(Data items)
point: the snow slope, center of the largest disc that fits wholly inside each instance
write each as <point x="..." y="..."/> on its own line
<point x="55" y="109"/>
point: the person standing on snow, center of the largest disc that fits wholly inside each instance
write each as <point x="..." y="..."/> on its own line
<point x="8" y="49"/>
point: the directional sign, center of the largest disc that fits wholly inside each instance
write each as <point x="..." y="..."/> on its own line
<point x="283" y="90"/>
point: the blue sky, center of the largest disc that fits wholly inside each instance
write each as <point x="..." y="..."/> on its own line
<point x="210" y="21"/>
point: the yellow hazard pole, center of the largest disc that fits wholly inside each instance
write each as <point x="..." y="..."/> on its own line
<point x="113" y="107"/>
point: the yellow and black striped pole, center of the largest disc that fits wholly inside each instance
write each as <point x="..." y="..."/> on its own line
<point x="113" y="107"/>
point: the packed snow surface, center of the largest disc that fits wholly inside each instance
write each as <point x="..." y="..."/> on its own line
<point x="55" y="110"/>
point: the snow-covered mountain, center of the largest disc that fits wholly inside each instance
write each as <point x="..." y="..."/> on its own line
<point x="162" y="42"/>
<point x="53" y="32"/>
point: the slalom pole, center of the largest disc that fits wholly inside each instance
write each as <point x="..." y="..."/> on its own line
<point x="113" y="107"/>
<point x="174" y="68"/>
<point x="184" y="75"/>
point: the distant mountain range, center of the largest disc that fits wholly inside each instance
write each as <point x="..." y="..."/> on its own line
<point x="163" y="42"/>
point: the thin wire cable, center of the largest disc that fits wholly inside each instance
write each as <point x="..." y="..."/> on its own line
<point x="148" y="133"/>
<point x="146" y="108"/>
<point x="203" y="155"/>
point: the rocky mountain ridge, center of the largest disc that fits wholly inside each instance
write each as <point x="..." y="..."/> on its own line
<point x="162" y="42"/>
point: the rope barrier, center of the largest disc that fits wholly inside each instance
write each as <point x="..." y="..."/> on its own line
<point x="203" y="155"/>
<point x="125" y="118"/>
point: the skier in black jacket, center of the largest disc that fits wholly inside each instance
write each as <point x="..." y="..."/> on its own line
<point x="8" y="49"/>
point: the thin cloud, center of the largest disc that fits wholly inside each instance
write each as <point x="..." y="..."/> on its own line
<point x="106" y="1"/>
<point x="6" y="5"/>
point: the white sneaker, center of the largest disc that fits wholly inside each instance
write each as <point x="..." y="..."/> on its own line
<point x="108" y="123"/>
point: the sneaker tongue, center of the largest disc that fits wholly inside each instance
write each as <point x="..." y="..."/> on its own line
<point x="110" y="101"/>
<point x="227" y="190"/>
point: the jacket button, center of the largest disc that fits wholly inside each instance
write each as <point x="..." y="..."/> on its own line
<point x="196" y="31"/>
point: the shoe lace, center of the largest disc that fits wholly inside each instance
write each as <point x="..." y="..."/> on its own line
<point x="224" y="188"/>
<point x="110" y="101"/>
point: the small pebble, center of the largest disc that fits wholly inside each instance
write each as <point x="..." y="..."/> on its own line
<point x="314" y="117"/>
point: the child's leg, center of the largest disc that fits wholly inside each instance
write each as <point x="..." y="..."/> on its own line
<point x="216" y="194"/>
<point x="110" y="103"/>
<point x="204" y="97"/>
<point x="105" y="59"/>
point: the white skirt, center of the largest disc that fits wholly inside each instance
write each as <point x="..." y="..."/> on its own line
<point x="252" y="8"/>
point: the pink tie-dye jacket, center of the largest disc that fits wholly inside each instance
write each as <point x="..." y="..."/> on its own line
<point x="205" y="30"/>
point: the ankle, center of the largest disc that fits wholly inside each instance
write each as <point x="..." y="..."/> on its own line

AIM
Copy the rows between the line holding "point: the white sneaker, center" and the end of the rows, inclusive, word for word.

TASK SOLUTION
point: the white sneaker, center of the largest disc that fits wholly inside each instance
write each as <point x="..." y="..."/> on its own line
<point x="108" y="123"/>
point: the sneaker tongue, center of the largest disc that fits wholly inside each instance
write each as <point x="..." y="..."/> on its own line
<point x="110" y="101"/>
<point x="227" y="190"/>
point: the jacket button, center of the largest disc that fits wholly inside each instance
write each as <point x="..." y="..."/> on its own line
<point x="196" y="31"/>
point: the shoe lace, center of the largest disc that fits wholly inside each instance
write each as <point x="..." y="..."/> on its own line
<point x="224" y="188"/>
<point x="110" y="101"/>
point: the small pebble, center of the largest disc that fits wholly inside each instance
write each as <point x="..." y="..."/> on its own line
<point x="314" y="117"/>
point: the child's leg, center of the largest disc that fits wholly inside each instance
write each as <point x="..." y="..."/> on its own line
<point x="216" y="194"/>
<point x="110" y="103"/>
<point x="204" y="97"/>
<point x="105" y="59"/>
point: the white skirt, center of the largest disc that fits wholly inside each instance
write each as <point x="..." y="..."/> on its own line
<point x="252" y="8"/>
point: the pink tie-dye jacket, center of the largest disc that fits wholly inside each instance
write each as <point x="..." y="..."/> on its own line
<point x="205" y="30"/>
point: the ankle, center of the largest disc that fits wholly inside each instance
write each as <point x="..." y="..."/> on its own line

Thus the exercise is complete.